[TASKS AND EXERCISES]
1) Check three statements against the newsletter item on Iran's protests. For each, answer yes or no and quote the words from the item that decide it: (a) The protests started on December 28. (b) Iraqi Shia militia fighters were sent to help put down the protests. (c) At least 2,200 people have died in the protests.
2) According to the newsletter item on Iran's protests, which city is Supreme Leader Ali Khamenei's hometown?
3) Carry on the newsletter item on Iran's protests from its last sentence.

[SUPPLIED TEXT]
= Beginning of Section =

Limitless

Recently: Why are business leaders across China disappearing into prisons? Jiangnan Zhu on the motives behind Beijing’s anti-corruption campaign.
Today: Iran’s protests began over inflation. Twelve days later: “Death to the dictator.”
+ For members: Can Europe defend its northern border? Paul Taylor on the Nordic bulwark against Russia.
& New music from Robyn ...
Everywhere at once
On Thursday, Iran’s anti-government protests entered their twelfth day, having spread to every province—despite tear gas, mass arrests, internet blackouts, and 800 Iraqi Shia militia fighters deployed to help with suppression.
The demonstrations began on December 28, when Tehran’s Grand Bazaar merchants shuttered their shops over a collapsing rial and 42 percent inflation. Within days, economic grievance turned political. Protesters in Mashhad—Supreme Leader Ali Khamenei’s hometown—tore apart an Iranian flag. Crowds chanted “Death to the dictator.” Students declared, “This criminal system has taken our future hostage for 47 years.” At least 38 people have died; more than 2,200 are in custody. On Thursday, NetBlocks reported a nationwide internet blackout. Why can’t the regime contain this?

= End of Section =

[DATASET ENTRIES]

= Beginning of Section =

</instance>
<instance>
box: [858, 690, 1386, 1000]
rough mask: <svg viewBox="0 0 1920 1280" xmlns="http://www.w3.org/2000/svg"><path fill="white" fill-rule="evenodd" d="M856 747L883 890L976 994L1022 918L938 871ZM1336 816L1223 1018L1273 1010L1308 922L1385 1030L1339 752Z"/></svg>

= End of Section =
= Beginning of Section =

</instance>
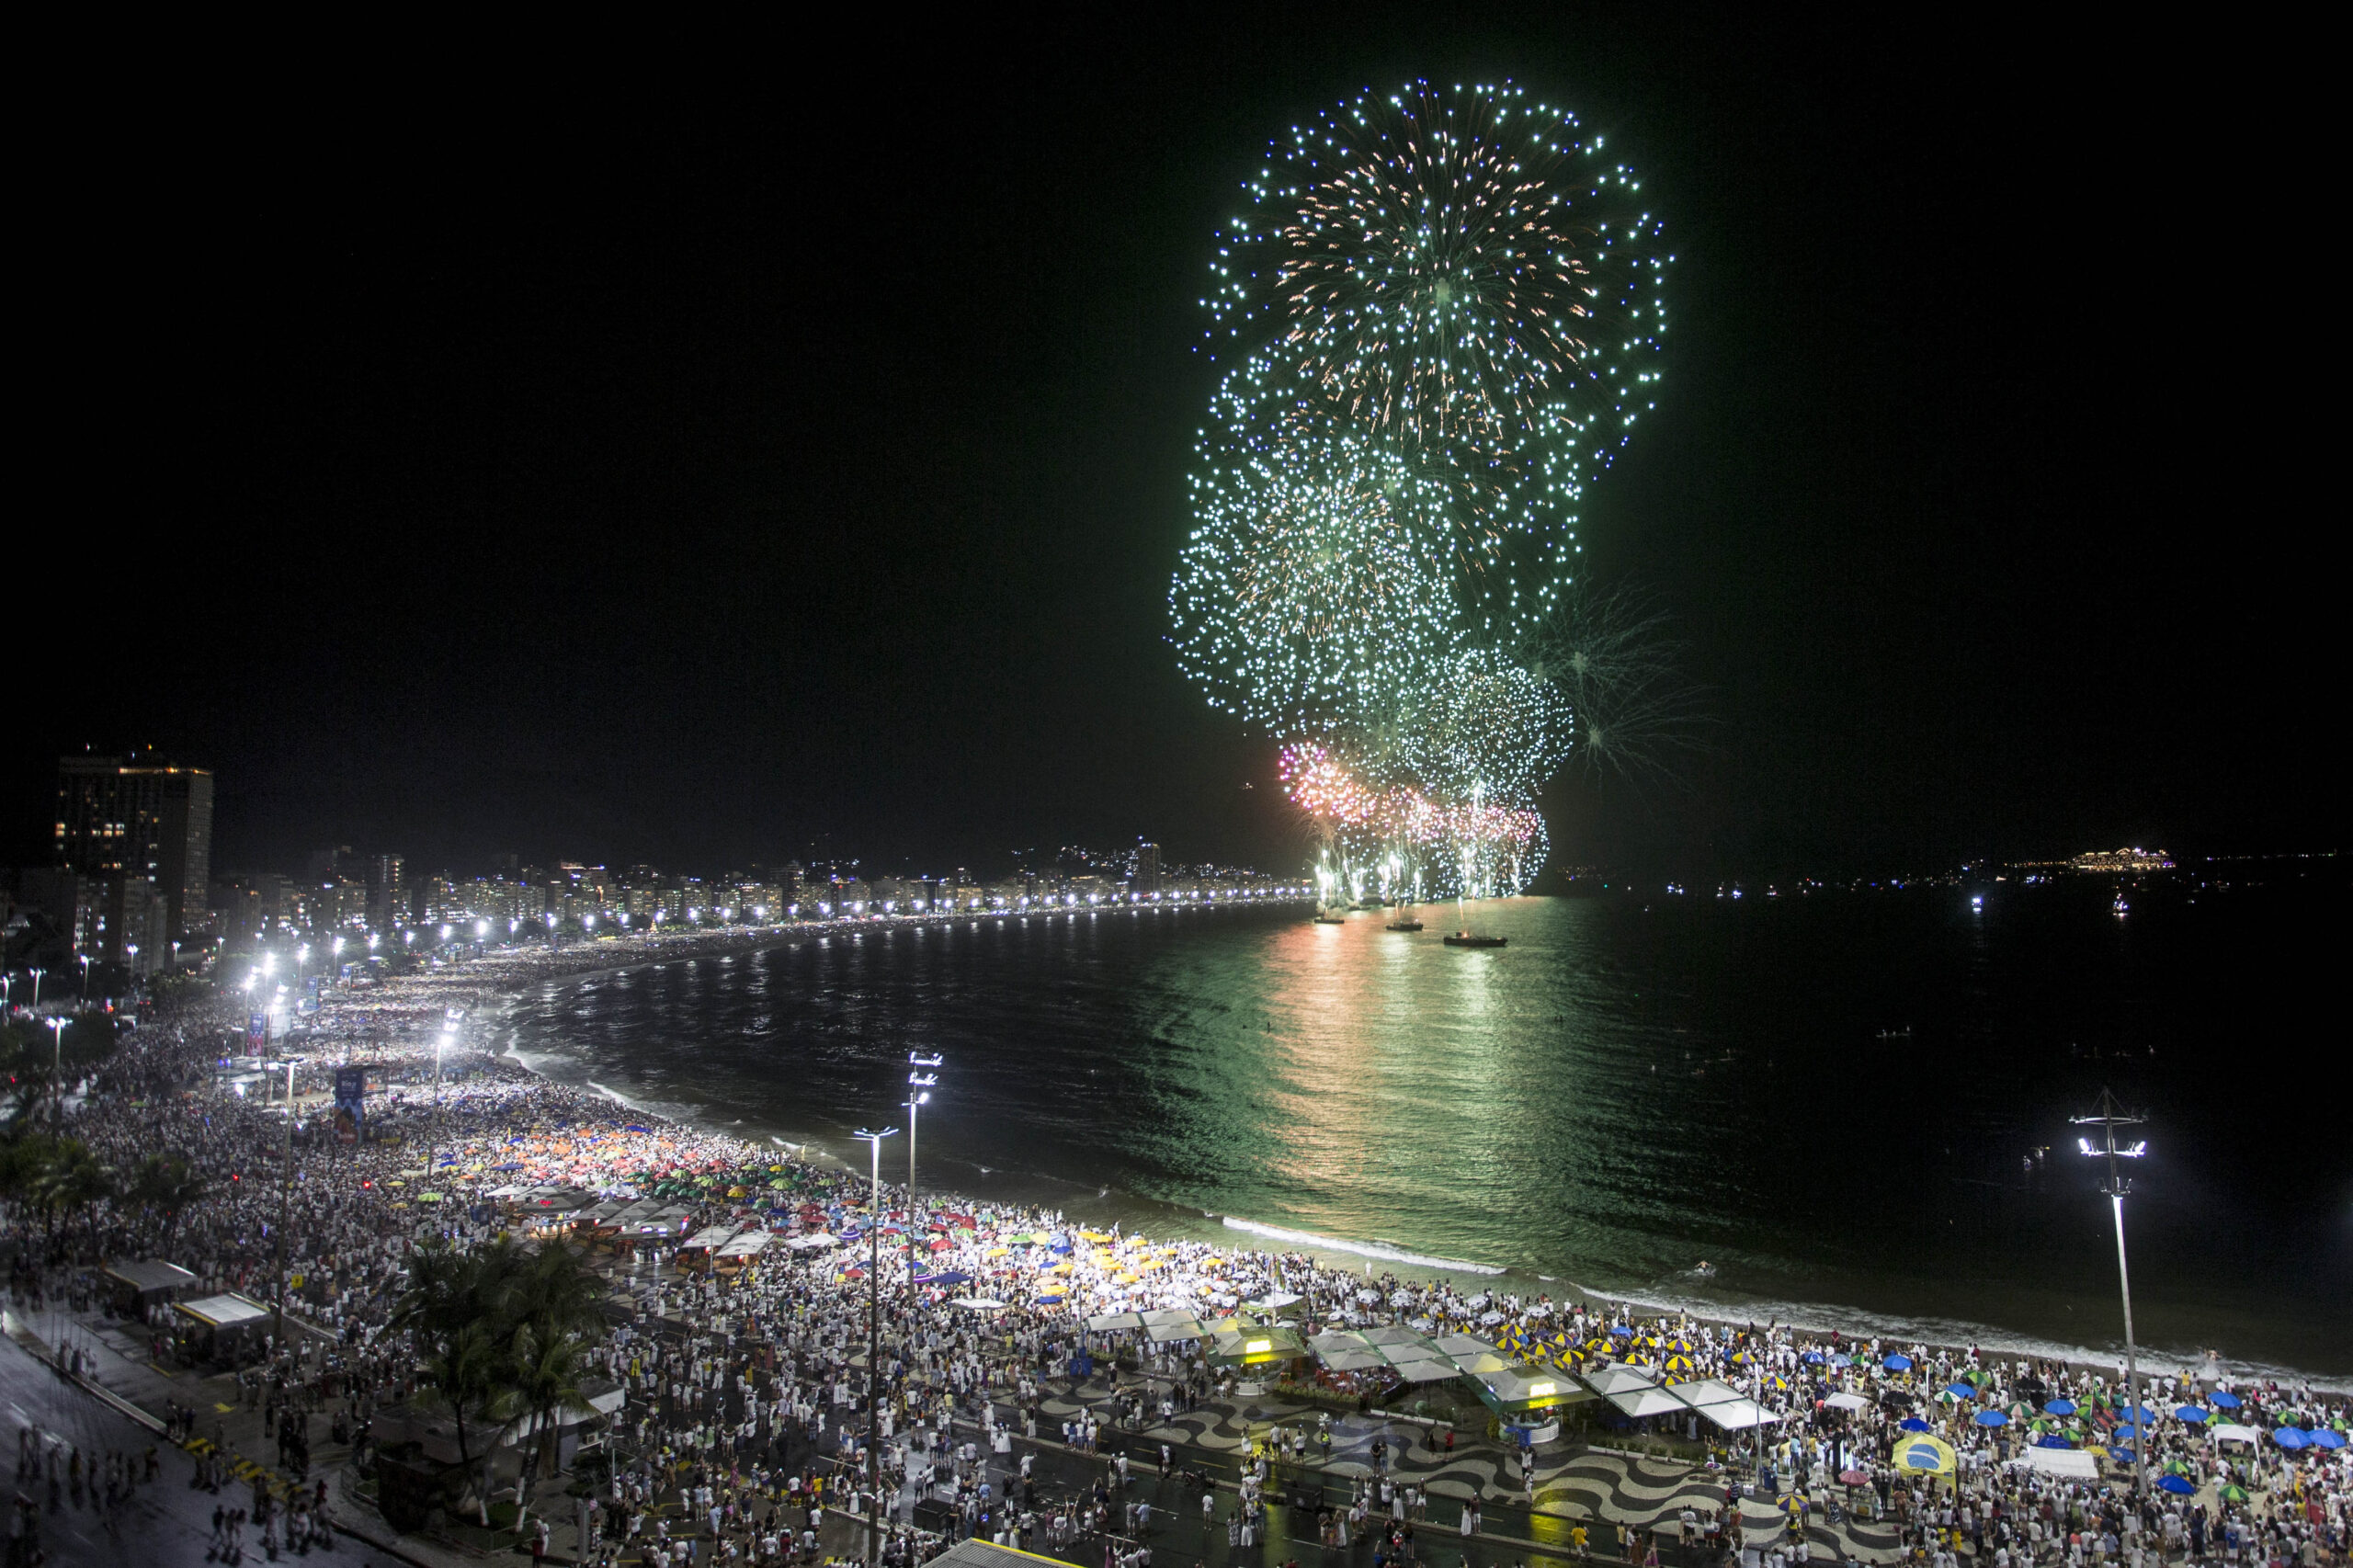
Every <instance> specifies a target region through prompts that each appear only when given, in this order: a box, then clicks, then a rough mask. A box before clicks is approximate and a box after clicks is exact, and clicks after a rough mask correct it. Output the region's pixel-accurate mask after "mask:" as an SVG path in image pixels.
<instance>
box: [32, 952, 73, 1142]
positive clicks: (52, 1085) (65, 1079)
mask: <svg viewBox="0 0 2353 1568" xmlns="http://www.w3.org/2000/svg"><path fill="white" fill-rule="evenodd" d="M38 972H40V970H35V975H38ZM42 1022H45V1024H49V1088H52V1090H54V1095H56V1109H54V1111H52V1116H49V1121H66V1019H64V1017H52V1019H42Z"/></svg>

= End of Section =

[OUTPUTS FOR THE TASKS]
1)
(a) Yes: "The demonstrations began on December 28"
(b) Yes: "800 Iraqi Shia militia fighters deployed to help with suppression"
(c) No: "At least 38 people have died; more than 2,200 are in custody."

2) Mashhad.

3)
Part of the answer appears to be its scale and distribution. Wednesday saw protests in every province across Iran, rural towns and major cities alike—too many fronts for the state’s security apparatus to manage. The militia deployment suggests domestic forces are stretched thin.
But the economic trigger won’t vanish even if the protesters do. Food prices have risen 72 percent year-on-year. Rolling blackouts continue. The government announced cash subsidies on Wednesday—US$7 monthly per household. According to one Tehran resident, this buys food for one breakfast. That’s it.
The regime’s own admissions suggest strain. President Masoud Pezeshkian acknowledged the right to protest but conceded he lacks control over security forces: “The government simply does not have that capacity.” Watch the bazaaris—the merchant class whose financial support helped the 1979 revolution succeed.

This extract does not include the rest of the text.